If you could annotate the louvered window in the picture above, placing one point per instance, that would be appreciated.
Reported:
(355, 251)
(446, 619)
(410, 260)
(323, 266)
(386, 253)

● ● ●

ABOUT THIS TASK:
Reprint the entries above in full, exactly as they are.

RESULT OF THIS EXERCISE:
If you could annotate the louvered window in the picture above, placing one point per instance, that would be appreciated.
Reported:
(355, 251)
(446, 619)
(410, 260)
(323, 266)
(386, 253)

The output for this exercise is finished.